Dataset entries
# # # # # # #

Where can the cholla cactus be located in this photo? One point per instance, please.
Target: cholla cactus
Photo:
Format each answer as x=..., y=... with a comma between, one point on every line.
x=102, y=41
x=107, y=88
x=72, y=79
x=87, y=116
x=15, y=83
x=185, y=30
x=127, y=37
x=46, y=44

# # # # # # #

INSTRUCTIONS FOR THE TASK> Give the number of lines in the records that contain the string "cholla", with no other output.

EXERCISE SOLUTION> 2